▸ **EXERCISE REQUIREMENTS**
Copy the rows below, switching every instance of "verification" to "confirmation" and leaving all other text unchanged.

======== MATERIAL PROVIDED ========

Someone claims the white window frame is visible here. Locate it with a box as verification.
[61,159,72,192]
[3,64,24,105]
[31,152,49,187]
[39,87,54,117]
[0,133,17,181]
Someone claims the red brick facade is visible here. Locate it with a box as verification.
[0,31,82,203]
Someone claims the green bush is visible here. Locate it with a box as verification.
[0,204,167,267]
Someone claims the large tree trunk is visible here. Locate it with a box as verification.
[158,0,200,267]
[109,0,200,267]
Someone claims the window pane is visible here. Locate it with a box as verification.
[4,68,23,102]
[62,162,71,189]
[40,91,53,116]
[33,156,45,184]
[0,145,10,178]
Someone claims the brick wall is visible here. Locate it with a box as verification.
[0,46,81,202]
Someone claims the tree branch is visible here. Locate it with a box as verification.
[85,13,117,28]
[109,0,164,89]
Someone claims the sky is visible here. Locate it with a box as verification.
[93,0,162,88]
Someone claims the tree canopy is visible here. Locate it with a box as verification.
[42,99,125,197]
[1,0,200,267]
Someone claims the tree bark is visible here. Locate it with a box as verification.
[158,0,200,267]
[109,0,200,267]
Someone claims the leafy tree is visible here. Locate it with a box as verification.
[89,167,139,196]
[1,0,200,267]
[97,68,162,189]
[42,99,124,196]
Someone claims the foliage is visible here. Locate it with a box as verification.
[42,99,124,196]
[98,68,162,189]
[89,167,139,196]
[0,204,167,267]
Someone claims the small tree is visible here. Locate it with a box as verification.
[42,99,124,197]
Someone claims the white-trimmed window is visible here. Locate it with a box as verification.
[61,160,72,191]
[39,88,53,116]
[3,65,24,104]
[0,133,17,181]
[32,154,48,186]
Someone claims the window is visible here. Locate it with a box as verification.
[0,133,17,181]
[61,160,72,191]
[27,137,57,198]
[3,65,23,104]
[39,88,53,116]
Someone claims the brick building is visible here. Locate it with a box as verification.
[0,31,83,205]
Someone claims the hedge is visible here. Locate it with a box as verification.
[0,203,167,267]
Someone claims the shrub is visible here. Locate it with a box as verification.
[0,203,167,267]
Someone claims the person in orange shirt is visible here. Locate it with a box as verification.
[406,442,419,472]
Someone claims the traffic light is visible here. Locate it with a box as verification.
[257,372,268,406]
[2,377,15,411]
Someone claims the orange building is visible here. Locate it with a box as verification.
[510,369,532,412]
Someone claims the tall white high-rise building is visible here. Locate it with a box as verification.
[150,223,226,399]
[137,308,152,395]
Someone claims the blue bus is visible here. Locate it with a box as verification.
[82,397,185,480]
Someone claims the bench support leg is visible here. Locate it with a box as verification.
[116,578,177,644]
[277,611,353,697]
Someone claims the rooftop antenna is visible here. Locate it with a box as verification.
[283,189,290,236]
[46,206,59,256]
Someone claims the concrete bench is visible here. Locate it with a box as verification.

========

▸ **RESPONSE TO THE TASK**
Someone claims the white window frame is visible here. Locate it with a box as confirmation.
[61,159,72,192]
[3,64,24,105]
[31,152,49,187]
[39,87,54,117]
[0,133,17,181]
Someone claims the red brick facade is visible here. Locate it with a box as confirmation.
[0,31,82,203]
Someone claims the green bush is visible here. Locate it with a box as confirmation.
[0,204,167,267]
Someone claims the large tree trunk is visible here. Locate it with a box as confirmation.
[158,0,200,267]
[109,0,200,267]
Someone claims the window pane is visible here. Locate it with a box as confirmation.
[4,68,23,102]
[62,162,71,189]
[40,91,53,116]
[33,156,45,184]
[0,145,10,178]
Someone claims the brick wall is visible here. Locate it with a box as confirmation.
[0,46,81,202]
Someone claims the tree branch is visible here. Locate it with a box as confirmation.
[85,13,117,28]
[109,0,164,89]
Someone claims the sky is visible here. Locate it with a box as confirmation.
[93,0,162,88]
Someone claims the tree canopy is visible here. Locate it with a box as confirmation.
[42,99,125,197]
[1,0,200,267]
Someone claims the tree bark is visible here. Locate it with a box as confirmation.
[158,0,200,267]
[109,0,200,267]
Someone claims the leafy tree is visible here. Locate it with a box as confirmation.
[89,167,139,196]
[1,0,200,267]
[97,68,162,189]
[42,99,124,196]
Someone claims the foliage is visible here. Locate it with a box as confirmation.
[42,99,124,196]
[98,68,162,189]
[89,167,139,196]
[0,204,167,267]
Someone claims the small tree is visible here. Locate it with a box as confirmation.
[42,99,124,197]
Someone claims the white-trimmed window is visible here. Locate it with a box as confirmation.
[61,160,72,191]
[39,88,53,116]
[3,65,24,104]
[0,133,17,181]
[32,154,48,186]
Someone claims the window is visible here. Locate it with a box as confirmation.
[0,133,17,181]
[61,160,72,191]
[27,137,57,198]
[3,65,23,104]
[39,88,53,116]
Someone claims the brick building is visible here. Locate it with a box as confirmation.
[0,31,83,205]
Someone claims the hedge is visible here. Locate it with a box as confirmation.
[0,203,167,267]
Someone claims the shrub is visible here. Locate it with a box as confirmation.
[0,203,167,267]
Someone claims the person in orange shirt is visible here. Locate it with a box as confirmation.
[406,442,419,472]
Someone claims the traffic light is visible here. Locate it with a box as confirmation.
[257,372,268,406]
[2,377,15,411]
Someone claims the orange building is visible here. Locate it with a box as confirmation.
[510,369,532,412]
Someone claims the tall white high-rise building is visible here. Locate it with a box as confirmation.
[150,223,226,399]
[137,308,152,395]
Someone claims the blue bus is visible here. Locate it with a box as confirmation.
[82,397,185,480]
Someone claims the bench support leg is visible here. Locate it with a box as confirmation.
[116,578,177,644]
[277,611,353,697]
Someone claims the rooftop antenna is visible here. Locate it with a box as confirmation.
[283,189,290,236]
[46,206,59,256]
Someone claims the concrete bench is visible here. Locate it with a box as confirmation.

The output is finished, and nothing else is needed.